Supplied passage:
==*==
DESCRIPTION OF THE PREFERRED EMBODIMENT

Referring now to the drawings, there is illustrated an electronic rotation speed control system for an engine in accordance with the present invention. In FIG. 1, the reference numeral 1 illustrates a portion of an electronic fuel injection control apparatus in which an electronic control circuit is provided to generate a control signal therefrom in accordance with various input signals from an air flow meter, several thermo-sensors, an ignition timing sensor and the like, thereby to determine an optimum fuel injection timing and duration. The fuel injection control apparatus 1 is provided with a power transistor 2 which is connected at its base to the control circuit to receive the control signal thereto. The transistor 2 is connected at its collector to a power source line 5 through a solenoid winding 3 in series with a resistor 4 and is grounded at its emitter, as shown by the reference numeral 6. When the transistor 2 is conductive by receiving the control signal, the solenoid winding 3 is energized to activate a fuel injection valve (not shown) for supplying an amount of fuel into the engine. Simultaneously, a low level signal in the form of a voltage appears at the collector of transistor 2 or point A, as shown by the first chart (A) of FIG. 3. When the transistor 2 in non-conductive to deenergize the solenoid winding 3, the fuel injection valve is deactivated, and a high level signal in the form of a voltage appears at the point A.

From the above description, it will be noted that each time interval of the low level signals changes in accordance with an actual rotation speed of the engine or vehicle speed and that each width of the low level signals changes in accordance with rotation torque of the engine. Provided, the magnitude of each high level signal at the point A will be influenced by voltage fluctuations of an electric power source 39 in the form of a vehicle battery, as shown by columns (1), (2) and (3) of the first chart A in FIG. 3. A diode 7 is connected at its cathode to the collector of transistor 2 and at its anode to an input resistor 16 of an integration circuit 13. The anode of diode 7 is further connected to a clamper including a diode 9 and a zener diode 10 and is connected through a resistor 8 to the power source line 5. The diode 9 is connected at its cathode to the source line 5 through a resistor 11, and the zener diode 10 has its cathode connected to the cathode of diode 9 and its anode grounded. Thus, the clamper serves to clamp the high level signals applied from the point A to a junction point B between the diode 7 and the resistor 8. This results in uniformity of the high level signals appearing at the junction point B, as shown by the second chart (B) of FIG. 3. In addition, the low level signals from the point A are uniformed by function of the diode 7 so that uniform pulses are applied through the input resistor 16 to a minus input terminal of an operational amplifier 14 for the integration circuit 13.

A potentiometer 12 is connected in parallel with the zener diode 10 to adjust a reference signal applied to a plus input terminal of operational amplifier 14. For an actual practice, the resistance value of potentiometer 12 is previously determined in such a manner that the adjusted voltage may correspond with an average value of the low and high level signals appearing at the point B when the fuel injection valve is activated to maintain idling operation of the engine.
==*==
Tasks to perform:
[1] List every component the engine speed control passage calls a resistor, each with its reference numeral.
[2] Please write out the part of the engine speed control passage starting with "A potentiometer 12" and going on through "operation of the engine.".

Data extract:
==*==
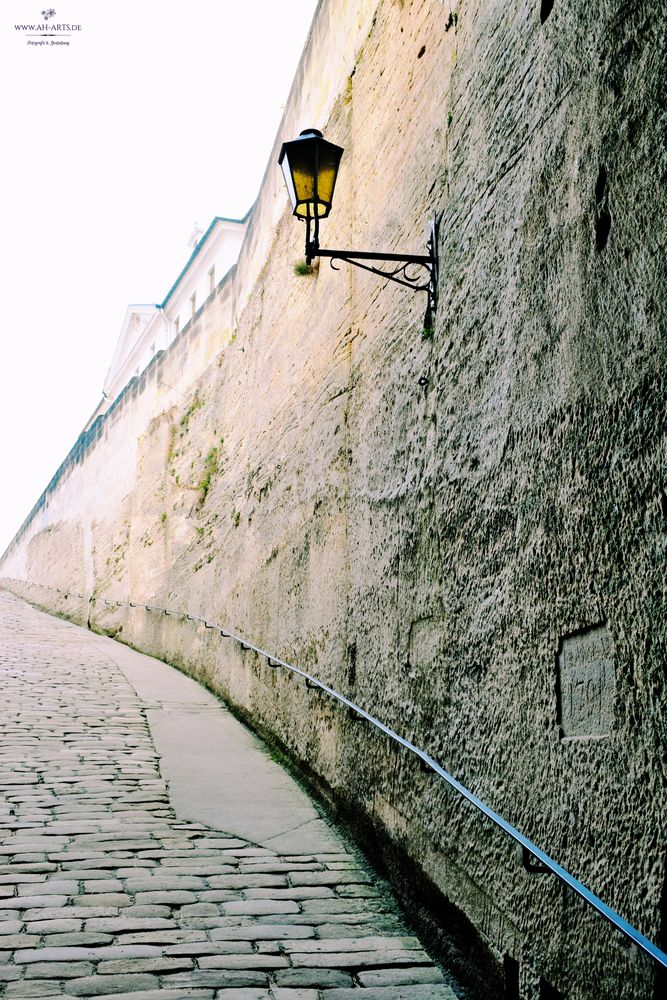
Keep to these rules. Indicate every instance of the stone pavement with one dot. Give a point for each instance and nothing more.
(109, 885)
==*==
Answers to the exercises:
[1]
- Resistor 4
- Resistor 8
- Resistor 11
- Input resistor 16

[2]
A potentiometer 12 is connected in parallel with the zener diode 10 to adjust a reference signal applied to a plus input terminal of operational amplifier 14. For an actual practice, the resistance value of potentiometer 12 is previously determined in such a manner that the adjusted voltage may correspond with an average value of the low and high level signals appearing at the point B when the fuel injection valve is activated to maintain idling operation of the engine.